**Brano**
□ □ □ □ □ □ □
L’agonismo nell’Antico Egitto – 2

Stele di Karnak: Amenhothep II scaglia le frecce attraverso il lingotto di rame

Stele di Karnak: Amenhothep II scaglia le frecce attraverso il lingotto di rame

 
Una civiltà di atleti

Prima di proseguire con il discorso principale e affrontare altri aspetti della pratica agonistica nella società egizia, è sicuramente opportuna, oltre che curiosa, una digressione attorno alla figura centrale e universalmente nota di quella civiltà: il Faraone.

Anche se non classificabile strictu sensu come momento agonistico, potrebbe infatti quasi considerarsi un tratto caratteristico della monarchia egizia la costanza con cui gli stessi sovrani si dedicarono all’esercizio fisico. Risultano così tutt’altro che rare le rappresentazioni di faraoni impegnati in varie discipline, in cui spesso per giunta eccellevano, tanto che alcuni di essi, specie durante Nuovo Regno, possono essere considerati veri e propri atleti.

È noto come Amenothep II, settimo sovrano della XVIII Dinastia (1424-1398 a.C. circa) andasse fiero della propria abilità come arciere, podista, rematore e conoscitore di cavalli. Non lontano dal lato di Nord Est della Sfinge è ad esempio stata ritrovata una stele, conosciuta come Stele del Tiro con l’Arco, contenente un testo elogiativo del Faraone, in cui si legge che «[…] padroneggiava l’equitazione e non c’era alcuno pari a lui […] Il suo arco non poteva essere piegato da nessuno e nessuno poteva raggiungerlo nelle corse».

Il sarcofago di Amenhothep II (BM, Department of Egyptian Antiquites)

Il sarcofago di Amenhothep II (©BM, Department of Egyptian Antiquites)

 

Amenothep visse nella regione menfita, e sin da giovane entrò in contatto con i puledri, addestrando i destrieri del padre Thutmosis III. Governante deciso e dotato di un’eminente personalità, non esitò a impegnarsi in gesta agonistiche poi tramandate per tutta la lunghissima storia egizia, e giunte sino ai nostri giorni attraverso i millenni.

Una delle imprese più note di Amenothep fu quella di scagliare numerose frecce attraverso una piastra di rame, guidando un carro con le redini legate intorno alla vita. Atto che colpì tanto l’immaginazione dei contemporanei da essere registrato in numerose fonti, tra cui una stele ritrovata a Karnak, alcune raffigurazioni pittoriche a Tebe e vari scarabei rituali rinvenuti nel Levante.
□ □ □ □ □ □ □
**Voci di dati raccolte**

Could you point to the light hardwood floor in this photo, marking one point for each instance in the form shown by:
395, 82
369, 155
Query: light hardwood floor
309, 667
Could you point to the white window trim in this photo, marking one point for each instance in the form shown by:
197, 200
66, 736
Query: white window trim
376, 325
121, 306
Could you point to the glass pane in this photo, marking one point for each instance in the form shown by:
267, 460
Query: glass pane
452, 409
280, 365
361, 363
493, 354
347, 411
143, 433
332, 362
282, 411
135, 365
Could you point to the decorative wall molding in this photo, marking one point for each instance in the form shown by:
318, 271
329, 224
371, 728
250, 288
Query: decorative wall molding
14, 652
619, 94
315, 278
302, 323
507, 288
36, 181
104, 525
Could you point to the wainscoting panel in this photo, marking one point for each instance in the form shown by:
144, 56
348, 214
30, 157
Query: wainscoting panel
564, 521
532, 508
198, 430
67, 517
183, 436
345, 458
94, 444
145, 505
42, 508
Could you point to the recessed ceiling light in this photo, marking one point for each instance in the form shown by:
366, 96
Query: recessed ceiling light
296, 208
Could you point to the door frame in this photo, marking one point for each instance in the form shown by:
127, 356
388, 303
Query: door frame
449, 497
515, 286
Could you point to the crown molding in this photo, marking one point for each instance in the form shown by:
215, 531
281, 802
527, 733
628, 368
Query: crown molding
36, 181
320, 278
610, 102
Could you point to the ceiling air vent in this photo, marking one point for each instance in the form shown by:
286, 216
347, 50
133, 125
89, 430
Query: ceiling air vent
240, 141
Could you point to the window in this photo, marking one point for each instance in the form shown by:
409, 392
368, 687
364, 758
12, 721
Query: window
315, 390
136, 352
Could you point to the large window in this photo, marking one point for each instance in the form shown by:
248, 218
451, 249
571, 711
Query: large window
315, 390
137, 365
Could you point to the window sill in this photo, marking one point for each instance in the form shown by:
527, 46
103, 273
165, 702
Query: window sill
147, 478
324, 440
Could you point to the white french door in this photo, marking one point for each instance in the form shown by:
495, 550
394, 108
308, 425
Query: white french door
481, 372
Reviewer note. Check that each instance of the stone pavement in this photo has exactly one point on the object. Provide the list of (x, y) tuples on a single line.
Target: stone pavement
□ □ □ □ □ □ □
**Lavoro richiesto**
Ricopia il brano sull'agonismo nell'Antico Egitto, tutto da «Amenothep visse nella» giù fino a «rinvenuti nel Levante.». I record provengono da un'altra fonte.

**Risultato**
Amenothep visse nella regione menfita, e sin da giovane entrò in contatto con i puledri, addestrando i destrieri del padre Thutmosis III. Governante deciso e dotato di un’eminente personalità, non esitò a impegnarsi in gesta agonistiche poi tramandate per tutta la lunghissima storia egizia, e giunte sino ai nostri giorni attraverso i millenni.

Una delle imprese più note di Amenothep fu quella di scagliare numerose frecce attraverso una piastra di rame, guidando un carro con le redini legate intorno alla vita. Atto che colpì tanto l’immaginazione dei contemporanei da essere registrato in numerose fonti, tra cui una stele ritrovata a Karnak, alcune raffigurazioni pittoriche a Tebe e vari scarabei rituali rinvenuti nel Levante.